**Problem statement:**
Copy each of the following lines word for word, keeping their order.

**Data shown:**
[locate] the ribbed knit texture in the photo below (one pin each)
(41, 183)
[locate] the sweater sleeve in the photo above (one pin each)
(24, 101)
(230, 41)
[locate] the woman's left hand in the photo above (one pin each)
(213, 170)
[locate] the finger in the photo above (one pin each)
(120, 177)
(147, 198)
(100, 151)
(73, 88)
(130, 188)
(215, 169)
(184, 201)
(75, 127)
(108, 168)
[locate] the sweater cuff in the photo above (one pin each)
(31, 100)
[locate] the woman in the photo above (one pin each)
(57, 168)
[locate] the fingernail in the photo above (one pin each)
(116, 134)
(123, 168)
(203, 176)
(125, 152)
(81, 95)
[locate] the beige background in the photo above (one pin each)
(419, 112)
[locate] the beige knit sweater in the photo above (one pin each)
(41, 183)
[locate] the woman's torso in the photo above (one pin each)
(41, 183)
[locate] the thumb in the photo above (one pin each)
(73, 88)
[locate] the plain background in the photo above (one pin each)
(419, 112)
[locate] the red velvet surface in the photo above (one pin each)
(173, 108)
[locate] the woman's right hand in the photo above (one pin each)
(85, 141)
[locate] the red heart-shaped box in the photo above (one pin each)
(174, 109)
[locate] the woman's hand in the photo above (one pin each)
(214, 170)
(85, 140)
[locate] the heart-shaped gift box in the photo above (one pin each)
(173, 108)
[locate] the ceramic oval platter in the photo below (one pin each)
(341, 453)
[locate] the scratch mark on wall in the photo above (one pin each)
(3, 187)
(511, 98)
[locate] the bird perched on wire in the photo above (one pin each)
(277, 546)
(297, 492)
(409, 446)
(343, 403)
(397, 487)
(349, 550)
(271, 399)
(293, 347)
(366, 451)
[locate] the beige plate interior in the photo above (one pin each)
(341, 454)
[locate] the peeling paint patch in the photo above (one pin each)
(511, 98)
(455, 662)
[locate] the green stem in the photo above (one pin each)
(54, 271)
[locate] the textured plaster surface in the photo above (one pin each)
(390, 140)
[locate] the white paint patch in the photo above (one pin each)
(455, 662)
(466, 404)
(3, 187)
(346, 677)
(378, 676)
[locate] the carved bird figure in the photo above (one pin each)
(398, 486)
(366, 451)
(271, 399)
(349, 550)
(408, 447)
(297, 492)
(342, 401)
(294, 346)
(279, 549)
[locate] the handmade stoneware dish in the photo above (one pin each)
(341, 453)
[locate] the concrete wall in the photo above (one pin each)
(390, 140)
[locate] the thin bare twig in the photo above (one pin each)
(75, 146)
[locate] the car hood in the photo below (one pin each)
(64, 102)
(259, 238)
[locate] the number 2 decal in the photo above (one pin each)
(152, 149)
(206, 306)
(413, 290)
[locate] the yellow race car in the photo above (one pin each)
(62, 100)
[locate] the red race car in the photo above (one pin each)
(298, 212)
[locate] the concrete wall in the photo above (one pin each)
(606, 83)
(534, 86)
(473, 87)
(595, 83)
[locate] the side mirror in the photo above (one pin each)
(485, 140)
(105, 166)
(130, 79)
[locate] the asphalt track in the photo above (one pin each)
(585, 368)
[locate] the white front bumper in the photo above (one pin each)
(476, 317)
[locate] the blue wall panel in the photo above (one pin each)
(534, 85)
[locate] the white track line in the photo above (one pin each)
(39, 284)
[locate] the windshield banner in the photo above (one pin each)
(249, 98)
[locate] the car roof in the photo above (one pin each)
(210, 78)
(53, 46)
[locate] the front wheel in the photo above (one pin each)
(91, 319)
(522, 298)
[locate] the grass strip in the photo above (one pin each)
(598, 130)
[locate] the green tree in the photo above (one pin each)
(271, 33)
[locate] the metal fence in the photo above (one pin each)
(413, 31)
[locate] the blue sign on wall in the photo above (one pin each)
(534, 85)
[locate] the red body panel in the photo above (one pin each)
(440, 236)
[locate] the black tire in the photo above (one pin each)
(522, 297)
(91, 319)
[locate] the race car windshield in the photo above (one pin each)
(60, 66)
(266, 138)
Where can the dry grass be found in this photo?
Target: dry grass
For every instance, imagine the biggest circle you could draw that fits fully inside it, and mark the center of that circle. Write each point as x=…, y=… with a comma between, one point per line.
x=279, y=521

**Exercise output:**
[locate] the ribbed knit texture in the photo below (one pin each)
(41, 183)
[locate] the sweater sleeve in the photo above (one pin each)
(24, 101)
(230, 41)
[locate] the woman's left hand in the photo above (one pin each)
(213, 170)
[locate] the finger in the photo above (one pin each)
(120, 177)
(147, 198)
(100, 151)
(73, 88)
(130, 188)
(215, 169)
(184, 201)
(75, 127)
(108, 168)
[locate] the sweater cuff in the photo above (one pin each)
(31, 100)
[locate] the woman in the photo above (one pin each)
(57, 168)
[locate] the fingernail in the photo above (one pin each)
(116, 134)
(123, 168)
(203, 176)
(125, 152)
(81, 95)
[locate] the beige background in the photo above (one pin each)
(419, 112)
[locate] the beige knit sweater in the photo above (one pin each)
(41, 183)
[locate] the woman's torso in the photo above (one pin each)
(41, 183)
[locate] the thumb in the photo above (one pin each)
(73, 88)
[locate] the plain background in the photo above (one pin each)
(419, 112)
[locate] the red velvet surface in the photo above (one pin each)
(173, 108)
[locate] the woman's right hand in the photo above (one pin each)
(85, 141)
[locate] the red heart-shaped box in the photo above (one pin each)
(174, 109)
[locate] the woman's hand in the photo above (one pin each)
(214, 170)
(85, 140)
[locate] the heart-shaped gift box in the photo above (one pin each)
(173, 108)
[locate] the ceramic oval platter in the photo below (one pin each)
(341, 453)
[locate] the scratch mark on wall in the photo above (one pin each)
(3, 187)
(511, 98)
[locate] the bird perched on wire in the photo above (one pin each)
(277, 546)
(297, 492)
(409, 446)
(343, 403)
(397, 487)
(349, 550)
(271, 399)
(293, 347)
(366, 451)
[locate] the beige plate interior in the photo above (one pin each)
(341, 454)
[locate] the peeling paint patch in the photo above (one pin each)
(511, 98)
(455, 662)
[locate] the green stem in the photo above (one pin each)
(54, 271)
[locate] the textured plaster surface in the photo above (one pin each)
(390, 140)
[locate] the white paint patch in the photo above (one pin each)
(455, 662)
(466, 404)
(3, 187)
(346, 677)
(378, 676)
[locate] the carved bird figure in the photo above (one pin each)
(398, 486)
(366, 451)
(271, 399)
(349, 550)
(408, 447)
(297, 492)
(342, 401)
(294, 346)
(279, 549)
[locate] the handmade stoneware dish in the photo above (one pin each)
(341, 453)
[locate] the concrete wall in the photo above (one pin each)
(390, 140)
[locate] the thin bare twig in the photo above (one pin each)
(75, 146)
[locate] the car hood in the photo below (one pin each)
(64, 102)
(259, 238)
[locate] the number 2 decal in the photo above (one pin each)
(152, 149)
(206, 306)
(413, 290)
[locate] the yellow race car in the photo above (one pin each)
(62, 100)
[locate] the red race car in the photo above (one pin each)
(298, 212)
[locate] the concrete wall in the photo above (one pin each)
(606, 83)
(534, 86)
(473, 87)
(595, 83)
[locate] the side mirror in the photo above (one pin each)
(485, 140)
(105, 166)
(130, 79)
[locate] the asphalt track in the photo above (one pin each)
(585, 368)
[locate] the white front bumper in the photo above (one pin each)
(476, 317)
[locate] the blue wall panel in the photo above (one pin each)
(534, 85)
[locate] the white track line in the photo above (one pin each)
(39, 284)
[locate] the windshield banner in the photo above (one pin each)
(249, 98)
[locate] the car roof in the photo above (one pin each)
(210, 78)
(53, 46)
[locate] the front wheel in the photo above (one pin each)
(91, 319)
(522, 298)
[locate] the grass strip in the photo above (one pin each)
(598, 130)
[locate] the green tree in the photo above (one pin each)
(271, 33)
[locate] the metal fence in the photo above (one pin each)
(413, 31)
[locate] the blue sign on wall in the photo above (one pin each)
(534, 85)
[locate] the red body panel in the photo above (one pin each)
(440, 236)
[locate] the black tire in the photo above (one pin each)
(522, 297)
(91, 319)
[locate] the race car windshield in the photo above (one pin each)
(60, 66)
(266, 138)
Where can the dry grass be found in this photo?
Target: dry grass
For every instance, imagine the biggest circle you could draw that fits fully inside it, and mark the center of that circle. Write each point as x=…, y=… with a comma between, one point per line.
x=279, y=521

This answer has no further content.